#### Estratto di riferimento
..............................

Una nuova stagione per la libertà religiosa di P.Naso

Paolo Naso
NEV – NOTIZIE EVANGELICHE, 16 maggio 2012
settimanale – anno XXXIII – numero 20

Fu un democristiano del calibro di Ciriaco De Mita a porre a tema, nel lontano 1990, l’esigenza di una legge sulla libertà religiosa che superasse la normativa risalente al 1929 e al 1930. Lo fece sull’onda lunga di una nuova stagione dei rapporti tra lo Stato e le confessione religiose che si era aperta nel 1984 con la revisione concordataria e, in una successione non casuale, con l’approvazione delle prime “Intese” previste dall’articolo 8 della Costituzione.

Il progetto De Mita non andò a buon fine e non ebbe migliore esito un analogo tentativo compiuto da Giulio Andreotti pochi anni dopo. Da allora, tra frenate (molte) e accelerazioni (poche) nessuna sostanziale novità, ed ancora oggi la delicatissima materia della libertà di culto si regge sulle leggi sui “culti ammessi” approvate durante il fascismo e variamente emendate dalla Corte costituzionale negli aspetti più illiberali.

L’ultima accelerazione, alla quale è seguita una frenata brusca e permanente, è del 2007 quando un lungo lavoro avviato dall’on. Domenico Maselli e poi ripreso dai parlamentari Valdo Spini, Marco Boato, Lucio Malan ed altri sembrava portare a una nuova legge. Ma le preoccupate critiche della CEI, l’ostruzionismo della Lega Nord e la scarsa convinzione della maggioranza parlamentare concorsero nel portare quel provvedimento su un binario morto.

Negli stessi anni, il processo “parallelo” relativo all’approvazione di un nuovo pacchetto di Intese – quelle con l’Unione buddista italiana e la Congregazione dei Testimoni di Geova risalgono al 2000 – non ha avuto migliore fortuna, e a oggi ben sei confessioni religiose sono in attesa di un voto parlamentare che riconosca loro una piena tutela giuridica ai sensi dell’articolo 8 della Costituzione.

..............................

#### Materiale di partenza
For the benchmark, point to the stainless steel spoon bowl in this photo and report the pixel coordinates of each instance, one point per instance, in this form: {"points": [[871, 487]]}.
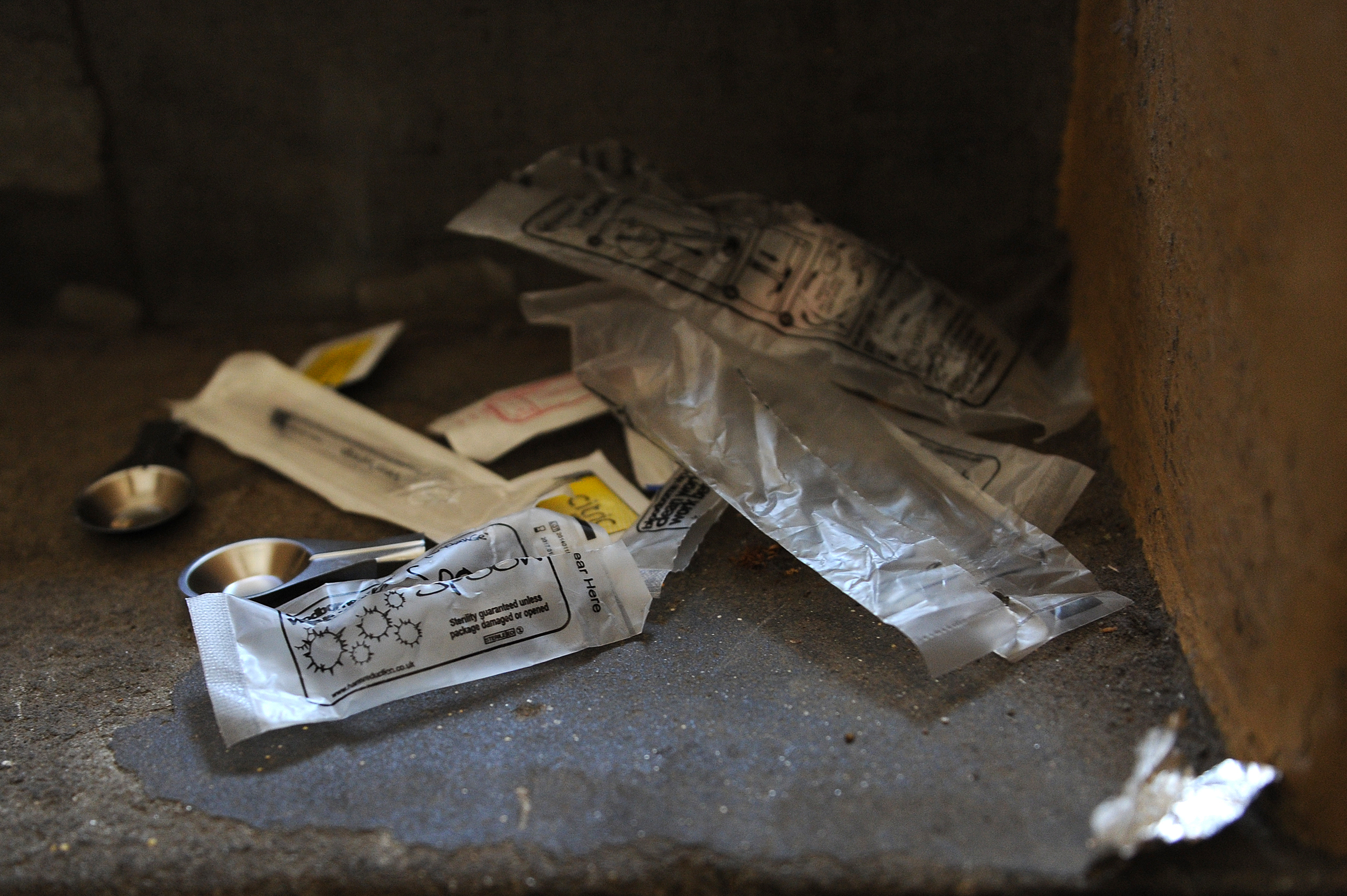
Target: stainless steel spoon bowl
{"points": [[274, 570], [143, 489]]}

..............................

#### Consegna 1
Rispondi alle seguenti domande sull'articolo sulla libertà religiosa.
(a) In che anno Ciriaco De Mita sollevò l'esigenza di una legge sulla libertà religiosa?
(b) Chi compì pochi anni dopo un tentativo analogo a quello di De Mita?
(c) Quante confessioni religiose sono ancora in attesa di un voto parlamentare sulla propria Intesa?
#### Consegna 2
Spiega in una o due frasi, sulla base dell'articolo sulla libertà religiosa, perché il provvedimento del 2007 finì su un binario morto.
#### Consegna 3
Prosegui l'articolo sulla libertà religiosa a partire dal punto in cui si ferma.

#### Risposta 1
(a) Nel 1990.
(b) Giulio Andreotti.
(c) Sei.

#### Risposta 2
Il provvedimento del 2007 finì su un binario morto per tre motivi: le preoccupate critiche della CEI, l'ostruzionismo della Lega Nord e la scarsa convinzione della maggioranza parlamentare.

#### Risposta 3
È questo il quadro che ha fatto da sfondo al convegno promosso dalla Federazione delle chiese evangeliche insieme ad altri enti ampiamente rappresentativi dell’articolata realtà dell’evangelismo italiano. Ma erano presenti anche esponenti di prima linea delle comunità induiste, buddiste e islamiche, tessere sparse ma emblematiche di quel mosaico “delle religioni” che si va costruendo anche in Italia. Sono state quasi dieci ore di confronto intenso e rigoroso tra giuristi, rappresentanti delle varie confessioni religiose, politici: tutti a vario titolo protagonisti di un confronto pubblico su un tema che, unanimemente, è stato riconosciuto di grande rilevanza democratica e costituzionale. In pochi anni l’Italia ha sensibilmente modificato il suo profilo confessionale, sia cedendo molti spazi alla secolarizzazione che assistendo a un’inedita pluralizzazione delle scelte e dei comportamenti religiosi. Una moderna legge sulla materia delle libertà religiose, pertanto, non è e non deve apparire il tema di bandiera di “minoranze” impegnate a tutelare se stesse. Rimanda, invece, a una grande questione democratica connessa ai principi fondamentali di laicità e di libertà di coscienza.

Seconda conclusione, ampiamente condivisa tra gli intervenuti, è che se nella legislatura in corso non vi sono le condizioni per varare un testo di legge su questa materia, è però urgente che la classe politica risponda alle sollecitazioni che riceve dalla società civile, dalle comunità di fede e dalle sempre più evidenti dinamiche socioreligiose. In questa prospettiva, un segnale importante sarebbe l’approvazione di tutte e sei le Intese all’esame del Parlamento. Presto e insieme, applicando l’articolo 8 della Costituzione senza distinguere tra culti “facili” e “problematici”, giudeocrsitiani e orientali, ma dimostrando che per il legislatore italiano tutte le confessioni religiose sono davvero “ugualmente libere di fronte alla legge”, come recita lo stesso articolo della Carta fondamentale.

Ed è significativo che su questa prospettiva si siano ritrovati autorevoli esponenti del PdL e di FLI, del PD e di SEL, insomma delle principali forze politiche che sostengono il governo Monti e di uno dei partiti all’opposizione. Un segnale culturalmente e giuridicamente incoraggiante: la libertà religiosa non dovrebbe mai essere tema di parte perché è al centro dei valori e delle istituzioni democratiche. Vedremo se la politica italiana di questi anni sarà all’altezza di una sfida così alta.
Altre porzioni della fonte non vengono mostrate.